── Task data ──
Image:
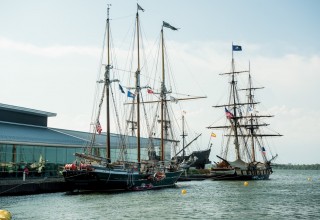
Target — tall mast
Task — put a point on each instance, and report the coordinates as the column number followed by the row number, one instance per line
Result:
column 183, row 137
column 107, row 84
column 163, row 100
column 138, row 88
column 234, row 94
column 251, row 118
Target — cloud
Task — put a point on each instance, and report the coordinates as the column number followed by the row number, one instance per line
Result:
column 51, row 51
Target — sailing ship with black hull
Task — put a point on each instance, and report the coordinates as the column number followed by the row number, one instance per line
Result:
column 95, row 172
column 197, row 159
column 244, row 149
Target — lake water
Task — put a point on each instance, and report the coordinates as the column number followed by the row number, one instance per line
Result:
column 289, row 194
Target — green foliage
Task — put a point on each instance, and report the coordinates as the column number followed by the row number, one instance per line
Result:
column 296, row 167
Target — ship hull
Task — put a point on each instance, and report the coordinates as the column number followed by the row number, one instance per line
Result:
column 105, row 179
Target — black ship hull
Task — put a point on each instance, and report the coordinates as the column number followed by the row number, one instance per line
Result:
column 198, row 159
column 106, row 179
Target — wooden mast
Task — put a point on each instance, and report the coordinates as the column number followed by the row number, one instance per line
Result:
column 107, row 84
column 251, row 118
column 163, row 100
column 183, row 138
column 138, row 89
column 233, row 92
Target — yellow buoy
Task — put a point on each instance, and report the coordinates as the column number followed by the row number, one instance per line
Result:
column 4, row 214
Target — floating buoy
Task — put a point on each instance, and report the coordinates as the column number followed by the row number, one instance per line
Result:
column 4, row 214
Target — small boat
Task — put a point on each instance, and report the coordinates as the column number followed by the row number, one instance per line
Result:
column 244, row 149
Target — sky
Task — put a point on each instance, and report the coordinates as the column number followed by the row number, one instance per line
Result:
column 50, row 53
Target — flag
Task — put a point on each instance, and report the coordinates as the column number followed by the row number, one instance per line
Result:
column 98, row 127
column 167, row 25
column 131, row 95
column 173, row 99
column 139, row 7
column 236, row 48
column 121, row 89
column 228, row 114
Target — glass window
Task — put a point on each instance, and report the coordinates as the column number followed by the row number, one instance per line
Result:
column 25, row 154
column 61, row 155
column 39, row 152
column 70, row 155
column 51, row 155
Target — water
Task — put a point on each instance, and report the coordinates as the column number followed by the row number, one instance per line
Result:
column 289, row 194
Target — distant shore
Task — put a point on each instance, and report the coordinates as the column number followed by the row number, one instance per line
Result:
column 296, row 167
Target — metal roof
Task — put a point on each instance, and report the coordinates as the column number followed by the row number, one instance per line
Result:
column 13, row 133
column 26, row 110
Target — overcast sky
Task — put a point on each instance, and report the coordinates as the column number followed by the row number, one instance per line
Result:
column 50, row 51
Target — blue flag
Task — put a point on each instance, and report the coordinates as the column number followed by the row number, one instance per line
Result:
column 236, row 48
column 121, row 89
column 131, row 95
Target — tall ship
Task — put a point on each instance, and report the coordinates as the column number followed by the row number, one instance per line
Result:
column 197, row 159
column 93, row 171
column 244, row 153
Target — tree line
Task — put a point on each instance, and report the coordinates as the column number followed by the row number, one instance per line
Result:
column 296, row 166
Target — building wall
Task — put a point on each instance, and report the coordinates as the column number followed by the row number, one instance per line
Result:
column 43, row 161
column 22, row 118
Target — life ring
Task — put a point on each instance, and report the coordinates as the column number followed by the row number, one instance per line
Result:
column 159, row 176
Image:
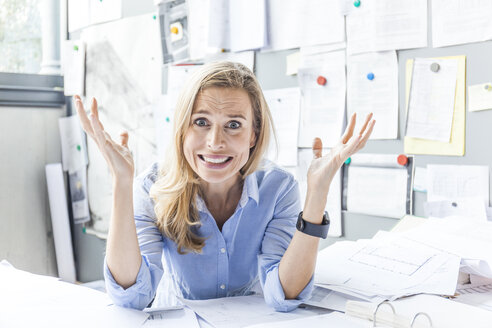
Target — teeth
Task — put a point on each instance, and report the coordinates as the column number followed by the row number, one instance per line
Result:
column 215, row 160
───
§ Job:
Copy every one of the rows above exactly as they appear, leaving the pictures out of your copy.

§ Answer to the exercise:
Image:
Target — tall mast
Task — put a point on each instance, and report the coordinates as the column number followed by the row number, one instance per line
Result:
column 183, row 137
column 107, row 84
column 163, row 100
column 138, row 88
column 234, row 94
column 251, row 118
Target — cloud
Task — put a point on each instance, and report the coordinates as the column number followed by the row number, one instance per line
Result:
column 51, row 51
Target — sailing ship with black hull
Task — put a point on each instance, and report the coordinates as the column number followed by the row number, one instance per line
Result:
column 95, row 172
column 197, row 159
column 244, row 149
Target — lake water
Task — put a point on each instance, and report the coordinates as the column number followed by the row number, one instance per line
Result:
column 289, row 194
Target — green foliage
Task — put a point on each instance, and report the coordinates as the column number followed by the row number, one instance per line
Result:
column 296, row 167
Target — ship hull
Task — put a point on each instance, and report the coordinates as the column number followed by the row number, one instance per line
Result:
column 105, row 179
Target — black ship hull
Task — put a point on each instance, and report the coordinates as the column number followed by the row number, one instance per line
Result:
column 198, row 159
column 106, row 179
Target — wooden mast
Task — put a point on each instance, and report the coordinates as the column number followed by the row number, one instance per line
Result:
column 107, row 84
column 251, row 118
column 163, row 100
column 183, row 138
column 138, row 89
column 233, row 92
Target — yellow buoy
Task — put a point on each instance, and report the coordinates as the column number followed by the row number, one instance per line
Result:
column 4, row 214
Target — floating buoy
Task — put a point on each instance, and report the coordinates as the column number followed by the row number, one instance per line
Result:
column 4, row 214
Target — small boat
Task — put a point on each instance, and report the coordinates as the column number followed by the row number, one instance per line
Result:
column 244, row 149
Target — sky
Task — put a point on each instance, and report the coordinates as the column number followed by the row number, one instance per line
Result:
column 50, row 53
Target — flag
Task — put a point on each instance, and report the coordinates as the column number followed by the row number, one instance per line
Result:
column 98, row 127
column 167, row 25
column 131, row 95
column 173, row 99
column 139, row 7
column 236, row 48
column 121, row 89
column 228, row 114
Target — glass window
Task — put a point on each instance, and report the coordinates as the column number followed by the row number, one instance per line
Result:
column 25, row 154
column 61, row 155
column 39, row 152
column 70, row 155
column 51, row 155
Target — water
Task — put a point on each instance, and report the coordinates as the column number followed by the row number, one instance per line
Result:
column 289, row 194
Target — distant shore
Task — put a point on each instance, and report the coordinates as the column number followed by the row number, one instance per line
Result:
column 296, row 167
Target — metal roof
Task — put a point on each instance, and report the coordinates as the column number followed by the row number, one instance per line
Result:
column 13, row 133
column 26, row 110
Target — overcast sky
Task — put a point on each instance, and report the coordinates as the column number followed by the row number, one instance per line
Result:
column 50, row 51
Target — blue flag
Task — put a point on each instance, and report the coordinates as the column number followed by the row number, one instance per line
Result:
column 236, row 48
column 121, row 89
column 131, row 95
Target — tall ship
Task — put a point on each instance, and report the coordinates as the column number followed by the row number, one instance per line
Result:
column 197, row 159
column 93, row 171
column 244, row 153
Target — tree line
Task — put a point on each instance, and report the coordinates as the column number followed by the row number, one instance per line
Result:
column 296, row 166
Target — building wall
Task — put a point on each instance, and report the coordinates as the column number followed by the row number, one instance per line
Result:
column 43, row 161
column 22, row 118
Target — life ring
Task — put a point on each instance, and report the coordinates as the column number followed by the row number, one instance per line
Result:
column 159, row 176
Image:
Target — teeth
Task — put a point on each instance, and report the coordinates as the column number followed by the row number, one instance per line
Result:
column 215, row 160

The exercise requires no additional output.